───── EXTRAIT PRÉSENTÉ ─────
Tandis que Lorna Raver qui joue la méchante se contente de grimacer
derrière son maquillage, comptant sans doute sur tous les effets annexes
(musique, éclairage, etc) pour que la peur se crée. Raté.
Bref au final pas grand chose à sauver de ce film, hormis peut-être le score signé Christopher Young (auteur de la musique des Hellraiser
notamment). Pourtant, on aurait tort de dire qu'il n'avait pas de
potentiel. Rien que le scénario mêlant anciennes croyances tziganes et
malédiction biblique aurait pu être incroyablement passionnant sous la
plume d'un auteur tel que Graham Masterton passé maître dans l'art de
réutiliser ce type de légende pour ses récits d'horreur. Mais ici le
scénario n'est que prétexte à un tour de montagnes russes dont on
connaitrait déjà le circuit. D'autant plus que quand on gratte un peu
derrière les seuls moments ou le scénario semble cacher quelque chose de
plus intéressant, c'est pour découvrir une petite fable moraliste
confondante de bons sentiments chrétiens, où si l'on résume on trouve
une employée de banque condamnée à l'enfer parce qu'elle a mal agi
envers une personne âgée...
───── LIGNES DE DONNÉES ─────
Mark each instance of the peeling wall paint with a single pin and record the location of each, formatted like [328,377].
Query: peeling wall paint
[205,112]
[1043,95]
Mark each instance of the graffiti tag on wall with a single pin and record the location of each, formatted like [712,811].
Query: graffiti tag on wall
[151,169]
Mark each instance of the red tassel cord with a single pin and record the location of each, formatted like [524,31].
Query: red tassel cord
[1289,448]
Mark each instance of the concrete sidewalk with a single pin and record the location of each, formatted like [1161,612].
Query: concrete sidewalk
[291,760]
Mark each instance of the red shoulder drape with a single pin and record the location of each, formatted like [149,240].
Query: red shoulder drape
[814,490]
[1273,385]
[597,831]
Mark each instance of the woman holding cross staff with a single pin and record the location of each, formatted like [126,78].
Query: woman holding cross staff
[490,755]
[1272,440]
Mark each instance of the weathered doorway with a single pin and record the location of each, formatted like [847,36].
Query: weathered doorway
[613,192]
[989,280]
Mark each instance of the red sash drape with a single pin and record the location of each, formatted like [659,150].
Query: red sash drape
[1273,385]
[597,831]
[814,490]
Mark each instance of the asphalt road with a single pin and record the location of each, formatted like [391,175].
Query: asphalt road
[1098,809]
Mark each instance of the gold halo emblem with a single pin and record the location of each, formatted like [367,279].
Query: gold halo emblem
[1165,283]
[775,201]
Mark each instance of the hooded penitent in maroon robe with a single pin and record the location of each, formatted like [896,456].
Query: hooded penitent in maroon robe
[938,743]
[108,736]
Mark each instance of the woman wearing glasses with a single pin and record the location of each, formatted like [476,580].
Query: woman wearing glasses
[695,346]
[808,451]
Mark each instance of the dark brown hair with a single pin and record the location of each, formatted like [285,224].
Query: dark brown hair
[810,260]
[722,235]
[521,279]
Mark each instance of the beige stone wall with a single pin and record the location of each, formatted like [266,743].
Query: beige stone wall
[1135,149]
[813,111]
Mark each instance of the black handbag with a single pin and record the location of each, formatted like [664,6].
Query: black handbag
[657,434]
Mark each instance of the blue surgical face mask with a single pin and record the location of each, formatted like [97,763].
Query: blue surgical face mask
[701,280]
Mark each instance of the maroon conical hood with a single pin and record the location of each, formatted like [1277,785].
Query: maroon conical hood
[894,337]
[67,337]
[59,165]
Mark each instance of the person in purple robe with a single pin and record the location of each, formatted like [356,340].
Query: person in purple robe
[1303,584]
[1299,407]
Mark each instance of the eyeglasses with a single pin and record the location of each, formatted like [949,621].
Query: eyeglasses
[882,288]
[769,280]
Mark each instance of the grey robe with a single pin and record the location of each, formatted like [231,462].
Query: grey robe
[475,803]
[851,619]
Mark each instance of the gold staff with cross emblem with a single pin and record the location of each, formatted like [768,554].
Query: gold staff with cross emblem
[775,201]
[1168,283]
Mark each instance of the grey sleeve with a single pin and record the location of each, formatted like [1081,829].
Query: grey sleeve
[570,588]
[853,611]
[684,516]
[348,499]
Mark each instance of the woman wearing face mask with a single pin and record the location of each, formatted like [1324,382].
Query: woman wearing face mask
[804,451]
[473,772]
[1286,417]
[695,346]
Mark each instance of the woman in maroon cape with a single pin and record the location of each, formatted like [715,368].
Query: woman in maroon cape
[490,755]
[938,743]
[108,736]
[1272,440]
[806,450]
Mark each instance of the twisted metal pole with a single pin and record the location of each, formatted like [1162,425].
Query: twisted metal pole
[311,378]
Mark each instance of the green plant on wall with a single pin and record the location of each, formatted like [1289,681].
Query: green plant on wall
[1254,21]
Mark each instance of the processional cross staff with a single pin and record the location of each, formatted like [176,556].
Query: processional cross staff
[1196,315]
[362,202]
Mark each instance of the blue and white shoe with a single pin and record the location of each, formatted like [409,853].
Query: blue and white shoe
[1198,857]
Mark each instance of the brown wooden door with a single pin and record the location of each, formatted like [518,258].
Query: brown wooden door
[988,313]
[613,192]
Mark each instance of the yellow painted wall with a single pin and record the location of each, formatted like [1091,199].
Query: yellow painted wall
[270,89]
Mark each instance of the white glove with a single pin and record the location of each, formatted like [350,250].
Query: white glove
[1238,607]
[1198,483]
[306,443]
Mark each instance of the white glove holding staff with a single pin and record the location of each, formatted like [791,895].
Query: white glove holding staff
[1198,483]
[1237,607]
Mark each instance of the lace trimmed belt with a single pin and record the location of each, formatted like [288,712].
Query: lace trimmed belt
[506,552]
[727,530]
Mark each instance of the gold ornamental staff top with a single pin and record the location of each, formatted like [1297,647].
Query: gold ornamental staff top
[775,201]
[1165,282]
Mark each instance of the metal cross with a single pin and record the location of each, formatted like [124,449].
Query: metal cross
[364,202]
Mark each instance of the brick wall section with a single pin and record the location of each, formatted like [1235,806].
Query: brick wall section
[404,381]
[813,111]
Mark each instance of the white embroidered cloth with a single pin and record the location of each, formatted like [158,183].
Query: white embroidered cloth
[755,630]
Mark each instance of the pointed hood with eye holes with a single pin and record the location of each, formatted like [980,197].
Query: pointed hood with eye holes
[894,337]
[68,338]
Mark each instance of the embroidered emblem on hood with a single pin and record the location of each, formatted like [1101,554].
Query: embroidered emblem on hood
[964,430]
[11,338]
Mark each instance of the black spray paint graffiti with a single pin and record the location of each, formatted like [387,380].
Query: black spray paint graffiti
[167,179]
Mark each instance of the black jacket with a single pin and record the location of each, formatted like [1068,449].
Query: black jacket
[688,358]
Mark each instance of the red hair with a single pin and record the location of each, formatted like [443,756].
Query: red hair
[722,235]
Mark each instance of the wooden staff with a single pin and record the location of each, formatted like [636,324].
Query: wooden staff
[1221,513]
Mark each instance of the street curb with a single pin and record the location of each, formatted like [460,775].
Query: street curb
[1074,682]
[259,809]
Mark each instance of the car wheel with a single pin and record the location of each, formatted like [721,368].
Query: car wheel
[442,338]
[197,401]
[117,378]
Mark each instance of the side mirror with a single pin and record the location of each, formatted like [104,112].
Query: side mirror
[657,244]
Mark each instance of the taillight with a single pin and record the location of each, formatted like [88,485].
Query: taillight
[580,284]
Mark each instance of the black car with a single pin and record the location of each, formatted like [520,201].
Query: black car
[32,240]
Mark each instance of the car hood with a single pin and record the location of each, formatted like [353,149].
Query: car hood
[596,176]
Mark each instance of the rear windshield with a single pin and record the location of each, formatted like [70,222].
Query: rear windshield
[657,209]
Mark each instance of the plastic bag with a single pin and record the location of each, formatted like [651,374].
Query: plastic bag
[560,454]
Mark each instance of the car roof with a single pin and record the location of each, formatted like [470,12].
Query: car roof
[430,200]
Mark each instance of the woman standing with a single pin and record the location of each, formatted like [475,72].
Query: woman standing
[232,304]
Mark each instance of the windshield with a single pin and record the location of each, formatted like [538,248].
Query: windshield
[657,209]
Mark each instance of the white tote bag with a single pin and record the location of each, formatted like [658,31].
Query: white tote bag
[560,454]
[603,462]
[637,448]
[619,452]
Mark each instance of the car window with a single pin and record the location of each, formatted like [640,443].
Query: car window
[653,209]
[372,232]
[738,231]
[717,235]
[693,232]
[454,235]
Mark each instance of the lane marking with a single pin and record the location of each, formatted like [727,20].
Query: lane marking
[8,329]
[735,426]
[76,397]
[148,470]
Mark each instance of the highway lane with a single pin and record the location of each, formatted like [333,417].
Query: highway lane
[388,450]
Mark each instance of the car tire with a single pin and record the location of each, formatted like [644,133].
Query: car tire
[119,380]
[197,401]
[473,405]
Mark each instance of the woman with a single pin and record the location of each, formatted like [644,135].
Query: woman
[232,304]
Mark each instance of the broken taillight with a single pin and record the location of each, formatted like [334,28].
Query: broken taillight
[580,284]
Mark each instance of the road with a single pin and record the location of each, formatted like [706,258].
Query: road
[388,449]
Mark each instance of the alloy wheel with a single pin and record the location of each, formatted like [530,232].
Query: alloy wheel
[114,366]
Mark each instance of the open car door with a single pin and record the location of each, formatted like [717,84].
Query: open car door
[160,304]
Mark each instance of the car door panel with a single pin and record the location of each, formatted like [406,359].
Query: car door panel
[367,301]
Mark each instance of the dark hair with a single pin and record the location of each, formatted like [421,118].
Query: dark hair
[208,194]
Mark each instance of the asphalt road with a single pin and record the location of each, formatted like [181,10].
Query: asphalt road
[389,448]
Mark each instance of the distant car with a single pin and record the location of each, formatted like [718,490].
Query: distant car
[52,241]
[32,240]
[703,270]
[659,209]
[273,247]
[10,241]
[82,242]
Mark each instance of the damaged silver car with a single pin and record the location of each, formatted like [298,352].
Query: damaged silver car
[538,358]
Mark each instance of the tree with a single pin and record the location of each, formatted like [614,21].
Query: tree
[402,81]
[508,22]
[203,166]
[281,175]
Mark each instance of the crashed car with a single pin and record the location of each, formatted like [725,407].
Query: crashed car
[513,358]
─────
## À FAIRE
Reproduisez fidèlement la partie de la critique du film qui va de « Tandis que Lorna » jusqu'à « se crée. Raté. » inclus.

## CORRIGÉ DÉTAILLÉ
Tandis que Lorna Raver qui joue la méchante se contente de grimacer
derrière son maquillage, comptant sans doute sur tous les effets annexes
(musique, éclairage, etc) pour que la peur se crée. Raté.